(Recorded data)
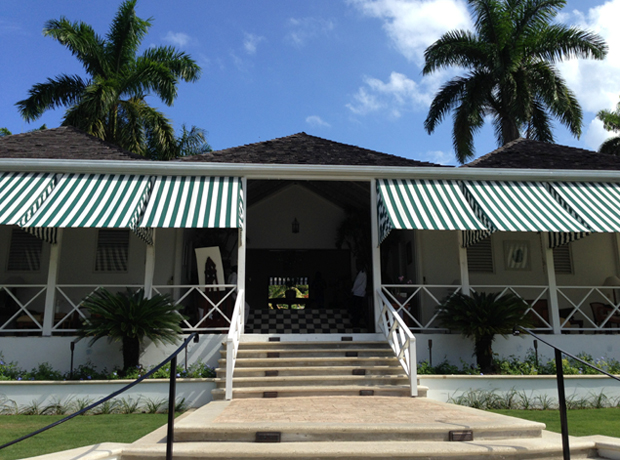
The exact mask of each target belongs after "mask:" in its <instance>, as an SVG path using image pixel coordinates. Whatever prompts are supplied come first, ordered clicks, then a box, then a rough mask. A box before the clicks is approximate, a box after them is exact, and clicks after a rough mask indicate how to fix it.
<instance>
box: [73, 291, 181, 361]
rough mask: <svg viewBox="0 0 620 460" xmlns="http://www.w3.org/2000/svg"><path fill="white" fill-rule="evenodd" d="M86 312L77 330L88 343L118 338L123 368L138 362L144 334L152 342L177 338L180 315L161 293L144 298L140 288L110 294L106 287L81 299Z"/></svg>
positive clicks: (179, 323) (158, 342)
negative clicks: (88, 341)
mask: <svg viewBox="0 0 620 460" xmlns="http://www.w3.org/2000/svg"><path fill="white" fill-rule="evenodd" d="M82 306H83V307H84V309H85V310H86V311H87V312H88V319H87V320H86V321H84V323H83V324H82V326H81V328H80V329H79V331H78V333H79V335H80V336H82V337H92V339H91V341H90V344H91V345H92V344H93V343H94V342H96V341H97V340H99V339H101V338H103V337H107V338H108V340H109V341H120V342H121V343H122V351H123V372H126V371H127V370H129V369H131V368H134V369H135V367H136V366H138V365H139V364H140V346H141V345H142V344H143V342H144V339H145V338H148V339H150V340H151V341H152V342H154V343H155V344H159V343H170V344H174V343H177V342H178V341H179V338H180V337H179V334H181V333H182V330H181V326H180V322H181V320H182V319H183V316H181V314H180V313H179V311H178V310H179V308H180V307H179V306H174V305H173V304H172V302H171V301H170V298H169V297H168V296H165V295H159V294H158V295H155V296H153V297H151V298H150V299H149V298H145V297H144V290H142V289H140V290H138V291H136V292H131V291H129V290H128V291H127V292H119V293H116V294H112V293H111V292H109V291H107V290H106V289H102V290H99V291H95V292H94V293H92V294H91V295H89V296H88V297H87V298H86V299H84V301H83V302H82Z"/></svg>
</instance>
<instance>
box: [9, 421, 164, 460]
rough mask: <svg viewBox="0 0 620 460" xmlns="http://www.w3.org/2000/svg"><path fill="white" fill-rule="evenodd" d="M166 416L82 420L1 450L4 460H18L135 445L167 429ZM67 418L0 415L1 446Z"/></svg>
mask: <svg viewBox="0 0 620 460" xmlns="http://www.w3.org/2000/svg"><path fill="white" fill-rule="evenodd" d="M167 417H168V416H167V415H166V414H131V415H120V414H114V415H92V416H88V415H87V416H79V417H75V418H74V419H71V420H69V421H68V422H65V423H63V424H62V425H59V426H57V427H54V428H52V429H51V430H48V431H46V432H44V433H41V434H39V435H37V436H34V437H32V438H30V439H26V440H25V441H22V442H20V443H18V444H15V445H13V446H10V447H7V448H6V449H2V450H0V459H2V460H14V459H17V458H24V457H33V456H35V455H43V454H47V453H51V452H57V451H61V450H66V449H73V448H74V447H81V446H88V445H90V444H97V443H100V442H134V441H136V440H137V439H140V438H141V437H142V436H144V435H146V434H148V433H150V432H151V431H153V430H155V429H156V428H159V427H160V426H162V425H164V424H165V423H166V421H167ZM61 418H63V416H60V415H58V416H56V415H0V445H2V444H5V443H7V442H9V441H12V440H14V439H17V438H19V437H21V436H24V435H26V434H28V433H30V432H32V431H35V430H38V429H39V428H43V427H44V426H46V425H49V424H50V423H54V422H55V421H56V420H60V419H61Z"/></svg>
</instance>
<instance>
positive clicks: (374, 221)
mask: <svg viewBox="0 0 620 460" xmlns="http://www.w3.org/2000/svg"><path fill="white" fill-rule="evenodd" d="M370 238H371V245H372V293H373V294H372V295H373V305H374V310H375V311H374V324H378V322H379V316H380V315H381V310H382V309H383V305H382V302H381V298H380V297H379V292H380V291H381V246H380V245H379V216H378V212H377V180H376V179H372V180H371V181H370Z"/></svg>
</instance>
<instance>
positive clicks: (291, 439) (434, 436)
mask: <svg viewBox="0 0 620 460" xmlns="http://www.w3.org/2000/svg"><path fill="white" fill-rule="evenodd" d="M175 425H176V427H175V443H174V458H175V459H182V460H190V459H191V460H198V459H211V460H224V459H226V460H232V459H249V458H251V459H254V460H267V459H291V460H336V459H338V460H371V459H372V460H384V459H401V460H405V459H410V460H413V459H416V460H417V459H430V458H433V459H445V460H448V459H450V460H456V459H466V458H467V459H470V458H474V459H514V460H517V459H518V460H521V459H558V460H559V459H561V458H562V447H561V446H562V444H561V439H560V436H559V435H557V434H554V433H549V432H546V431H543V429H544V425H543V424H540V423H535V422H529V421H525V420H521V419H514V418H511V417H505V416H502V415H498V414H492V413H488V412H483V411H478V410H476V409H470V408H465V407H461V406H453V405H450V404H444V403H439V402H437V401H432V400H429V399H427V398H394V397H381V396H379V397H372V398H368V397H360V396H357V397H356V396H346V397H338V396H332V397H303V398H281V399H262V398H261V399H239V400H233V401H214V402H212V403H210V404H208V405H206V406H204V407H202V408H200V409H198V410H197V411H195V412H194V413H192V414H189V415H188V416H186V417H185V418H183V419H182V420H179V421H178V423H176V424H175ZM162 434H163V433H162ZM152 441H153V439H151V442H150V443H149V444H141V445H140V444H135V445H133V446H131V447H128V448H126V449H124V450H123V453H122V456H121V460H147V459H152V460H163V459H164V458H165V444H162V439H160V440H158V442H156V443H154V442H152ZM570 444H571V457H572V458H573V459H580V458H604V457H598V455H599V443H598V442H597V441H596V440H591V439H584V440H580V439H578V438H572V439H571V443H570ZM607 444H608V445H610V446H612V447H613V448H615V449H617V450H616V451H614V452H613V453H614V454H616V453H618V452H620V443H613V441H611V442H607ZM607 458H617V457H613V456H611V457H607Z"/></svg>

- _TASK BRIEF_: With pictures removed, write out exactly each line of the entries from the first through the line that holds "positive clicks: (179, 323) (158, 342)".

- _EXERCISE OUTPUT_:
The exact mask of each target belongs after "mask:" in its <instance>, as an SVG path using image pixel coordinates. Whatever prompts are supplied come first, ordered clicks, then a box, then a rough mask. A box before the clicks is approximate, a box after them is exact, and clicks after a rough mask indicate how to fix it.
<instance>
box: [73, 291, 181, 361]
rough mask: <svg viewBox="0 0 620 460" xmlns="http://www.w3.org/2000/svg"><path fill="white" fill-rule="evenodd" d="M86 312L77 330L88 343L118 338L123 368L138 362L144 334L152 342L177 338L180 315L161 293L144 298L140 288L110 294L106 287L81 299Z"/></svg>
positive clicks: (179, 323) (158, 342)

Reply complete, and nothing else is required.